start Records for the exercise

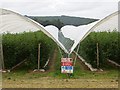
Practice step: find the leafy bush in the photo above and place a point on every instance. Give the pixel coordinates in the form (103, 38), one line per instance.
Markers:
(108, 47)
(17, 47)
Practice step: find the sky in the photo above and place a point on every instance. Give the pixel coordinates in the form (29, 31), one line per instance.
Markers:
(81, 8)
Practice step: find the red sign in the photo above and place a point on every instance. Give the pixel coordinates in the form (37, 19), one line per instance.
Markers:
(66, 65)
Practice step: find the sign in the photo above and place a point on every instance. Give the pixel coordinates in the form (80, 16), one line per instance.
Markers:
(66, 65)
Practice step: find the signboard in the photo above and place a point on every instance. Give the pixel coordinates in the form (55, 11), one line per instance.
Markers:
(66, 65)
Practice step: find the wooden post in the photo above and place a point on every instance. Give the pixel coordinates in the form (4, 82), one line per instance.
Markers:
(97, 56)
(38, 56)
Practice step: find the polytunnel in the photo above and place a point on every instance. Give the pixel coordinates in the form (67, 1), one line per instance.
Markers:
(67, 38)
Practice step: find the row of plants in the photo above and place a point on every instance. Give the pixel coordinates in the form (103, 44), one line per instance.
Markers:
(108, 47)
(17, 47)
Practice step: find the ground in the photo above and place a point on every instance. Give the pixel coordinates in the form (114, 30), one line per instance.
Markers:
(81, 78)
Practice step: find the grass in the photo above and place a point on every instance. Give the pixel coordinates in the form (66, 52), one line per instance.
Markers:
(23, 78)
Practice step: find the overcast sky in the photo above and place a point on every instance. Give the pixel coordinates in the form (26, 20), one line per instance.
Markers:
(81, 8)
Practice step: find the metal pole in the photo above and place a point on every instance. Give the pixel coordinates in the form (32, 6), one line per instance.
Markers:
(2, 66)
(97, 56)
(76, 54)
(38, 56)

end Records for the exercise

Short problem — Rewrite all the rows above with "Markers" replaced by "Points" and everything else unchanged. Leave the pictures out.

Answer to the problem —
Practice step: find the leafy bush in the photo above and place a point on every instance. Give the pixel coordinates in the form (103, 38), one line per instance.
Points:
(108, 47)
(17, 47)
Practice step: find the sky in the photo above and place a point on every instance. Give the pixel coordinates in the form (29, 31), one line per instance.
Points:
(81, 8)
Practice step: find the red sign in the photo above and place a point on every instance. Give the pixel coordinates in the form (37, 19), one line per instance.
Points:
(66, 65)
Practice step: find the sign in the photo above and place a point on every instance. Give the pixel coordinates in the form (80, 16), one line per instance.
Points:
(66, 65)
Practice step: find the signboard in the photo above and place a point on every instance. Give the pixel coordinates in the form (55, 11), one line per instance.
Points:
(66, 65)
Practice step: find the wooden post in the photo above and place a point on every instance. Give the pixel coordinates in the form (4, 82), one line per instance.
Points:
(97, 56)
(38, 56)
Practice step: find the polytunnel in the photo above and place a point on every instance. Give the pixel coordinates in the form (67, 1), one line per instance.
Points:
(67, 38)
Practice step: find the row of plants in the photo above and place a point on every instance. Give the pixel coordinates in the form (103, 44), one line per instance.
Points:
(108, 47)
(17, 47)
Practice step: find the ground in the photo above and place a point on every instance. Give the pixel coordinates in the form (114, 30), one line per instance.
Points:
(81, 78)
Practice step: find the grass in the photo above and place a point on every instance. Give the pixel coordinates in the form (66, 52), one line per instance.
Points:
(23, 78)
Practice step: find the overcast sky in the photo above and place a point on every instance. Give the pixel coordinates in the form (26, 20), one line per instance.
Points:
(81, 8)
Practice step: find the metal pole in the photo above and place a point on every instance. Give the pixel coordinates in the form (32, 6), one line per instance.
Points:
(2, 66)
(97, 56)
(76, 54)
(38, 56)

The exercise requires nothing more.